An informative guidebook that reads like the transcript of an infomercial.




From the Influencer Marketing & Branding series , Vol. 1

A step-by-step marketing formula for quickly becoming a well-known, financially successful authority. 

Gabrielle (Kindle Bestseller Publishing: Write a Bestseller in 30 Days!, 2017) starts with the good news: Becoming an “influencer,” an established authority on the internet, doesn’t require one to be famous, technologically savvy, a marketing genius, or even that talented. A detailed plan is necessary, however, and hers comprises seven steps to be completed over a six-month period. Gabrielle explains how one can concoct a brand and discover a “sub niche,” a specialized corner of the market one can dominate, driven by a “unique value proposition.” She also explains how to attract a target audience and then build a sales funnel that reliably directs a stream of would-be consumers to products they’re likely to purchase. The author emphasizes the benefits of “OPA,” other people’s audiences, and supplies sound, actionable advice on how to cultivate relationships with other influencers and establish an online presence convertible into cash. At the heart of her strategy is self-publishing a bestselling book, and on this point, Gabrielle most brightly shines. Her counsel, specific and informative, discusses in great detail the ways a book launch can optimize the work’s visibility on Amazon. Further, Gabrielle’s approach is wide-ranging and multifaceted. She examines various ways one can take advantage of other media outlets, including Tedx Talks and JV Webinars. The tone here is indefatigably cheerful; there are chapters with titles like “Reach for the Stars!” which is immediately followed by “Be the Star!” She adopts a rhetorical register that seems designed to inspire a roomful of teenagers: “Cool? Let’s rock!” The benefit of that style of writing is that it’s very clear (most paragraphs are a sentence long), but it can also sound a little condescending or silly. Also, she doggedly markets her own instructional videos and the like—apparently, the book itself is an excellent example of what she means by “funnel magic.”

• Exercise objective:
According to the review above, over what period is Gabrielle's seven-step plan meant to be completed?

• Data records:
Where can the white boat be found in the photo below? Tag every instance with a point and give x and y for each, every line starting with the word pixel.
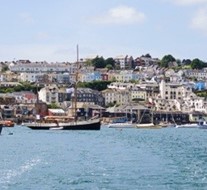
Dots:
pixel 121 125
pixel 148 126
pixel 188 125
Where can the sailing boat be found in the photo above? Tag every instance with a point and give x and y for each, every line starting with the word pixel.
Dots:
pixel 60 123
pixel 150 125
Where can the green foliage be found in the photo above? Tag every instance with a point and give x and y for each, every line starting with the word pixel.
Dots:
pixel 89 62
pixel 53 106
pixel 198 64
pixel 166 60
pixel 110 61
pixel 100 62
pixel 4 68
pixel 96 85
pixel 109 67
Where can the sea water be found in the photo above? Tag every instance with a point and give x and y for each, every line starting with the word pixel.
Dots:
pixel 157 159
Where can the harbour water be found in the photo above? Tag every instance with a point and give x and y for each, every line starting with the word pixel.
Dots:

• Exercise output:
A six-month period.